### Record excerpts

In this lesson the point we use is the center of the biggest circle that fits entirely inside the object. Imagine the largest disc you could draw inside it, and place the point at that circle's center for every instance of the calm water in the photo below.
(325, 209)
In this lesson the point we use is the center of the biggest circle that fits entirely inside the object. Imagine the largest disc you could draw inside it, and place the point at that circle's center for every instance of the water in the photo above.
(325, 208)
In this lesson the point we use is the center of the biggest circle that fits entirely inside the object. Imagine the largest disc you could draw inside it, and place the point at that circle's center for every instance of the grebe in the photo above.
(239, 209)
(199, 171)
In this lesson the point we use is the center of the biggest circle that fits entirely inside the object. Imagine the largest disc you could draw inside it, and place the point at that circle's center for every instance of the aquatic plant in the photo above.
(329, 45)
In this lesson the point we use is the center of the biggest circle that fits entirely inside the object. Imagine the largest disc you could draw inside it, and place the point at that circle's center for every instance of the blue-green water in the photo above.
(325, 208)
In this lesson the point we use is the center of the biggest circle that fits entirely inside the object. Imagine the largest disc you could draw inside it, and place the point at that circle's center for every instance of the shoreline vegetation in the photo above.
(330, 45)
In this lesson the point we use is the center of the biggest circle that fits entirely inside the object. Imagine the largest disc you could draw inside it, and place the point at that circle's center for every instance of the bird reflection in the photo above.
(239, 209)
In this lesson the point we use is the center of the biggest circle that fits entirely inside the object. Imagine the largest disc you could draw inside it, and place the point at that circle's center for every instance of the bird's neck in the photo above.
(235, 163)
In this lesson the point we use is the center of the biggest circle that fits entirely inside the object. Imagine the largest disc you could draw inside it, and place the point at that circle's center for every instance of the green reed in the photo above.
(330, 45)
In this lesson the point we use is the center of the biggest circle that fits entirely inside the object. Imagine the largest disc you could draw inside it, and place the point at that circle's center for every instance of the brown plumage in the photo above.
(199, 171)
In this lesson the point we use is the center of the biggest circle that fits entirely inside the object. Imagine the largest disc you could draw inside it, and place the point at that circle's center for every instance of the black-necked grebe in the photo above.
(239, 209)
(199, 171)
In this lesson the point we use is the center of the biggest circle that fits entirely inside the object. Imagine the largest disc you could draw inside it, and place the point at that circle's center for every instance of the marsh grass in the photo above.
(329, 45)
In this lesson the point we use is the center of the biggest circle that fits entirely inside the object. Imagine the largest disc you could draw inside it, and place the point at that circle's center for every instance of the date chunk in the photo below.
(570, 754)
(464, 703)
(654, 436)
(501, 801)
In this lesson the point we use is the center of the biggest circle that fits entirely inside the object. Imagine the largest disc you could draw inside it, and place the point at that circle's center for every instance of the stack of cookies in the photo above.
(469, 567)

######

### Objective
Above are some records; extract every one of them exactly.

### Answer
In this lesson the point we use is the center of the biggest circle that fits entirely inside the object. Imagine the largest disc you could draw inside it, and place the point at that circle's center for every instance of the calm water in the photo below.
(325, 209)
In this lesson the point we use is the center of the biggest circle that fits entirely inside the object. Imagine the largest disc you could draw inside it, and place the point at that circle's center for every instance of the water in the photo above.
(325, 208)
In this lesson the point we use is the center of the biggest circle that fits entirely inside the object. Imagine the largest disc you could draw inside it, and place the point at that circle's center for every instance of the grebe in the photo above.
(239, 209)
(199, 171)
In this lesson the point we use is the center of the biggest circle that fits entirely inside the object. Imagine the largest disc you could draw inside it, and place the point at that circle's center for every instance of the aquatic plant in the photo above.
(329, 45)
In this lesson the point we use is the center of the biggest circle that fits entirely inside the object. Imagine the largest disc you could draw inside it, and place the point at that circle's center for every instance of the blue-green water in the photo above.
(325, 208)
In this lesson the point we use is the center of the biggest circle that fits entirely inside the object. Imagine the largest disc you could draw inside it, and place the point at that circle's center for every instance of the shoreline vegetation in the photo above.
(330, 45)
In this lesson the point we use is the center of the biggest circle that fits entirely inside the object. Imagine the largest disc you could draw inside it, and place the point at that circle's center for every instance of the bird reflection in the photo above.
(239, 209)
In this lesson the point we use is the center of the biggest circle that fits entirely inside the object. Imagine the largest disc you could draw inside it, and place the point at that circle's center for every instance of the bird's neck in the photo above.
(235, 163)
In this lesson the point we use is the center of the biggest circle that fits entirely inside the object. Imagine the largest disc you could draw inside it, and place the point at that circle's center for every instance of the green reed in the photo above.
(330, 45)
In this lesson the point we use is the center of the biggest circle that fits entirely inside the object. Imagine the largest disc you could draw inside it, and place the point at that circle's center for every instance of the brown plumage in the photo above.
(199, 171)
In this lesson the point we use is the center of the biggest circle that fits entirely inside the object. Imagine the largest disc you could draw inside it, and place the point at that circle's center for every instance of the black-necked grebe in the photo above.
(239, 209)
(199, 171)
In this lesson the point we use is the center of the biggest circle that fits entirely inside the object. Imagine the largest disc you could draw inside it, and place the point at that circle's center for every instance of the marsh grass in the photo above.
(329, 45)
In this lesson the point we use is the center of the biggest circle that fits entirely inside the object. Imagine the largest disc you could draw inside it, and place the point at that circle's center for every instance of the date chunk in the photo below.
(570, 754)
(464, 703)
(654, 436)
(501, 801)
In this lesson the point we use is the center of the biggest circle that fits entirely inside the object. Imagine the largest disc you could draw inside it, and place the point at that circle's center for every instance of the stack of cookies in the photo above.
(469, 567)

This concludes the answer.